OBJECTIVES:
A – Which units with reference numbers from 401 to 408 does the excerpt on hash data extraction name?
B – Transcribe the excerpt on hash data extraction from "The decoding/noise removal" up to and including "in the claims.".

SELECTED EXCERPT:
The decoding/noise removal unit 405 performs a decode process and a noise removal process on the hash data included in the first dictionary supplied from the data aggregation unit 404. The decoded hash data from which the noise has been removed and which has become the hash data is supplied to the data extraction unit 406.

The data extraction unit 406 extracts a most frequent value (heavy hitter (HH)) from the hash data and the reproduction count information of the content title which is the original data of the hash data. The extraction process in the data extraction unit 406 is performed on the hash data of the first dictionary aggregated from all the logs transmitted from the plurality of terminal devices 100 connected to the server device 300. The extraction of heavy hitters corresponds to the extraction of predetermined hash data from the hash data set in the claims.

The extracted hash data is supplied to the extracted hash storage unit 407 and the statistical analysis unit 408. In the present embodiment, the data extraction unit 406 generates data indicating first ten (top 10) pieces of content in descending order of the number of times of reproduction as heavy hitters. Note that the top 10 values are merely examples, and the present technology is not limited to the values.

The extracted hash storage unit 407 is a memory processing unit for storing, in the memory unit 303, the extracted hash data extracted by the data extraction unit 406.

The statistical analysis unit 408 performs statistical analysis such as creation of a heat map for visualizing a statistical result, reliability, and the like. Note that the statistical analysis unit 408 is not an essential configuration in the present technology.

The server device 300 and the data extraction device 400 are configured as described above. Note that the dictionary storage unit 401, the hash dictionary storage unit 403, and the extracted hash storage unit 407 may be configured in a storage unit of the server device 300, or may be included in the data extraction device 400 as a memory unit.

[2-4. Processes in Data Processing System 10]

Next, the processes in the data processing system 10 will be described with reference to a sequence diagram in FIG. 11.

First, in step S11, the dictionary generation unit 201 of the data processing device 200 acquires the content title, which is the original data, from the content reproduction unit 104, and generates the first dictionary as the first data set. The content title in this case is the titles of all the contents that can be reproduced by the terminal device 100. Note that the content title may be the title of the content reproduced by the terminal device 100 a predetermined number of times (for example, once) or more. This is because the content title and the reproduction count information thereof are transmitted as the first dictionary to the server device 300 in order to perform statistical analysis of the number of times of reproducing the content or the like, and thus the title of the content having zero count of reproduction does not need to be transmitted to the server device 300. However, the present technology does not exclude the transmission of the title of the content having zero count of reproduction to the server device 300.

Furthermore, in a case where the dictionary size of the first dictionary transmitted from the terminal device 100 to the server device 300 is too large, the predetermined number of times may be set to, for example, 100, and only the title of the content reproduced 100 times or more may be handled. Note that, in a case where the first dictionary generated by the data processing device 200 is shared with the data extraction device 400, the first dictionary is transmitted from the terminal device 100 to the server device 300.

Next, in step S12, the hash processing unit 203 of the data processing device 200 generates the hash dictionary by generating the hash data from the content titles included in the first dictionary and hashing the first dictionary. By this hashing, the dictionary size can be compressed.

RECORD SET:
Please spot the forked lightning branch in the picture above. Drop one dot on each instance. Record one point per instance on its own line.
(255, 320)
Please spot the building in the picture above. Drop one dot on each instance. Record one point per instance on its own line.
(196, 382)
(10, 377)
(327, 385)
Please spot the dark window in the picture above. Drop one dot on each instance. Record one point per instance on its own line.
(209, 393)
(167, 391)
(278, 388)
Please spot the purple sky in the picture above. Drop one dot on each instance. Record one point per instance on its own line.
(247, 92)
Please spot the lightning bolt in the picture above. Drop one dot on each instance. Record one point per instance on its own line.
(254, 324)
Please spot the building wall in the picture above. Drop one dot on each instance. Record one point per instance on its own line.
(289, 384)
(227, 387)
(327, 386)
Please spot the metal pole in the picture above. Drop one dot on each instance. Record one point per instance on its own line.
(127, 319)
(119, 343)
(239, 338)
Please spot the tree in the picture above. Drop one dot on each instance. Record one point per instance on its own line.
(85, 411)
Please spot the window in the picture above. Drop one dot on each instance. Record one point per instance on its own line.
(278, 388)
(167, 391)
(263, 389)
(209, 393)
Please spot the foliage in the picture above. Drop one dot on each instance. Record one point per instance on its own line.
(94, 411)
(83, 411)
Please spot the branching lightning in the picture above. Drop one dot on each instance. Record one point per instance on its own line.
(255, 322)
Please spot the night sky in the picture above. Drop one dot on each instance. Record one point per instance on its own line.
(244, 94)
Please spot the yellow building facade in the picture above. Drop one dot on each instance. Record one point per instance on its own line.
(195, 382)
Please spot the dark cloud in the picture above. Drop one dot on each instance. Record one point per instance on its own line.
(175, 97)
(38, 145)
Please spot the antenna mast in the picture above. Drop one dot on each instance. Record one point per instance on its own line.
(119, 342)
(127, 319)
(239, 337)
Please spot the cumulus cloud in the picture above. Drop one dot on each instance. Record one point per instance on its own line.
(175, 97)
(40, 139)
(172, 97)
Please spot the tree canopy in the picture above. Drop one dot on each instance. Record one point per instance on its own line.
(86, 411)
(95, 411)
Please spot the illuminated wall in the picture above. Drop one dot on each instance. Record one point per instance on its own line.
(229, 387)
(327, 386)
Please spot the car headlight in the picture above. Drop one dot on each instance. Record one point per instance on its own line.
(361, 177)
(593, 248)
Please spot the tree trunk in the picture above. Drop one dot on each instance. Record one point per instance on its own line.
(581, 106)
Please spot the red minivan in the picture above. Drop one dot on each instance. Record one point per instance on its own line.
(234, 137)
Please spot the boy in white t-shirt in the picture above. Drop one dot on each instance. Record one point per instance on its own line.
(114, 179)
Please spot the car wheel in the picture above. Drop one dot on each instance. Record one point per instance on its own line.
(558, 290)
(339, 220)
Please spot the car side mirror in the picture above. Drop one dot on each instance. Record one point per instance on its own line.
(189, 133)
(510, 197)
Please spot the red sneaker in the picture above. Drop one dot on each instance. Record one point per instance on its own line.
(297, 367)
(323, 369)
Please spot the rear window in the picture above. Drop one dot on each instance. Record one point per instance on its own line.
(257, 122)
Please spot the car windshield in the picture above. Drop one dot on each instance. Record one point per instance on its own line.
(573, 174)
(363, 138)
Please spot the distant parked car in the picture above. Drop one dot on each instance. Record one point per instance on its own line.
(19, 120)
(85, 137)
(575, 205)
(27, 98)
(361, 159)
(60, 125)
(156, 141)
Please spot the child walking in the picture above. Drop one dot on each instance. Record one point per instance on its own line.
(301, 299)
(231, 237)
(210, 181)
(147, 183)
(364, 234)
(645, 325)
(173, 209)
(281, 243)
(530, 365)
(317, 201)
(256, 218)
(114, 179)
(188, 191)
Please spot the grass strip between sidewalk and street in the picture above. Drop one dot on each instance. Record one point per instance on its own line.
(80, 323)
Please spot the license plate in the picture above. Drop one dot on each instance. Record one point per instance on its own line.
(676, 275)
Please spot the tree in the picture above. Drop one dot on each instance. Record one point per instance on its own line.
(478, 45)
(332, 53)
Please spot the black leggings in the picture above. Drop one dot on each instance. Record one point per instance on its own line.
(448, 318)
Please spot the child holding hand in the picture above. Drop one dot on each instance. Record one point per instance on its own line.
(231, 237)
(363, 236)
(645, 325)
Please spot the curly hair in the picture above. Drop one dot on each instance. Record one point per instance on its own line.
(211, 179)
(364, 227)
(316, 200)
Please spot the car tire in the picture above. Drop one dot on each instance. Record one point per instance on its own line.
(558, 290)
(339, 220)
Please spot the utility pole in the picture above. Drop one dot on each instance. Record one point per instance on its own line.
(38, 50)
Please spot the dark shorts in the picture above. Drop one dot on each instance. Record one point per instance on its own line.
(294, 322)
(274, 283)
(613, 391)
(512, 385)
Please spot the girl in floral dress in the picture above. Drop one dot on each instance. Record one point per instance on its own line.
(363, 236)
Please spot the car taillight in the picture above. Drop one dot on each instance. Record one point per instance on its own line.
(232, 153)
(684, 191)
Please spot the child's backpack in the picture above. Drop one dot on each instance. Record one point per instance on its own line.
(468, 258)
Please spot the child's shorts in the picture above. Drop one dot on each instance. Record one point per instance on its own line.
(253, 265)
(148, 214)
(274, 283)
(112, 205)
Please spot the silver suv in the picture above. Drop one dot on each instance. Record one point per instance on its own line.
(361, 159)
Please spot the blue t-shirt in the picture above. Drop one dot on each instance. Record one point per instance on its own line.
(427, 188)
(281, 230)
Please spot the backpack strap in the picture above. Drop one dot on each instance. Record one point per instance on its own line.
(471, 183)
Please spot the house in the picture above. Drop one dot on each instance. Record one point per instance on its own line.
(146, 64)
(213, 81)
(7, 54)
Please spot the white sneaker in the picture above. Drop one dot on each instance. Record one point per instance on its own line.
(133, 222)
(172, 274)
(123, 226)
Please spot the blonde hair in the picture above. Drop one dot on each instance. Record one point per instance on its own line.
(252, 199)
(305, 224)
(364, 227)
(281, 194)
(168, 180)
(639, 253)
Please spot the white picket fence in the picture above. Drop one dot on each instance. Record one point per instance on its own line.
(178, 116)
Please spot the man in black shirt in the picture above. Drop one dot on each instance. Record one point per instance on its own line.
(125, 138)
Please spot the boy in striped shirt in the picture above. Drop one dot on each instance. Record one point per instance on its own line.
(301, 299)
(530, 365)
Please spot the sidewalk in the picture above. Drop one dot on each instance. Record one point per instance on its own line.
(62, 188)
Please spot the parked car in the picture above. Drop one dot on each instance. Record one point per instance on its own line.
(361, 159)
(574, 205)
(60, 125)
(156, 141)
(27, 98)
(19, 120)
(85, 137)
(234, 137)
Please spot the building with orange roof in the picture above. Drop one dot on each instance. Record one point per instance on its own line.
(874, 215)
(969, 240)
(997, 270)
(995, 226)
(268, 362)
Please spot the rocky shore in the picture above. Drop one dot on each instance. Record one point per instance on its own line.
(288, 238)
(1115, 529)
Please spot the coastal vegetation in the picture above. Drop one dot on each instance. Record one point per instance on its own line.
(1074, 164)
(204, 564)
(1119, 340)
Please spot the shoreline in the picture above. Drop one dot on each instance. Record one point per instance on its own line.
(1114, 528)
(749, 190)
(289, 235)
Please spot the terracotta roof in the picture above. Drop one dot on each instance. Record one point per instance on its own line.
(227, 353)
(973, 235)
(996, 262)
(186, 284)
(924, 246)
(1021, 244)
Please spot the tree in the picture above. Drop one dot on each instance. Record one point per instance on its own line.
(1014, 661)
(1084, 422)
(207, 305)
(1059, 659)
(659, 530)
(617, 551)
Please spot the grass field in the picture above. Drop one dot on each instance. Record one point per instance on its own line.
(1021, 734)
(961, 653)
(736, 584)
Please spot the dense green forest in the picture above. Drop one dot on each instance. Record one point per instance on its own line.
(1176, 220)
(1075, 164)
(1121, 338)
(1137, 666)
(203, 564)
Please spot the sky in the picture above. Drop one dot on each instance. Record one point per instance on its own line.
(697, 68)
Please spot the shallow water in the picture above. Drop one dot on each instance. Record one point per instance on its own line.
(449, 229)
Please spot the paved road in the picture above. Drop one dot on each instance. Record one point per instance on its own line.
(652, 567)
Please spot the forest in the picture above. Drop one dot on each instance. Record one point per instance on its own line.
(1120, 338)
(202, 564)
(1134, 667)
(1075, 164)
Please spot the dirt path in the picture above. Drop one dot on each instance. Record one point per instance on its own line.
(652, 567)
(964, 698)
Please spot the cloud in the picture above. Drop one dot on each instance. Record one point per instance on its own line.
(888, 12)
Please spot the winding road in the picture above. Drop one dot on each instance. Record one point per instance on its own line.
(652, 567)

COMPLETED EXERCISE:
A –
- dictionary storage unit 401
- hash dictionary storage unit 403
- data aggregation unit 404
- decoding/noise removal unit 405
- data extraction unit 406
- extracted hash storage unit 407
- statistical analysis unit 408

B –
The decoding/noise removal unit 405 performs a decode process and a noise removal process on the hash data included in the first dictionary supplied from the data aggregation unit 404. The decoded hash data from which the noise has been removed and which has become the hash data is supplied to the data extraction unit 406.

The data extraction unit 406 extracts a most frequent value (heavy hitter (HH)) from the hash data and the reproduction count information of the content title which is the original data of the hash data. The extraction process in the data extraction unit 406 is performed on the hash data of the first dictionary aggregated from all the logs transmitted from the plurality of terminal devices 100 connected to the server device 300. The extraction of heavy hitters corresponds to the extraction of predetermined hash data from the hash data set in the claims.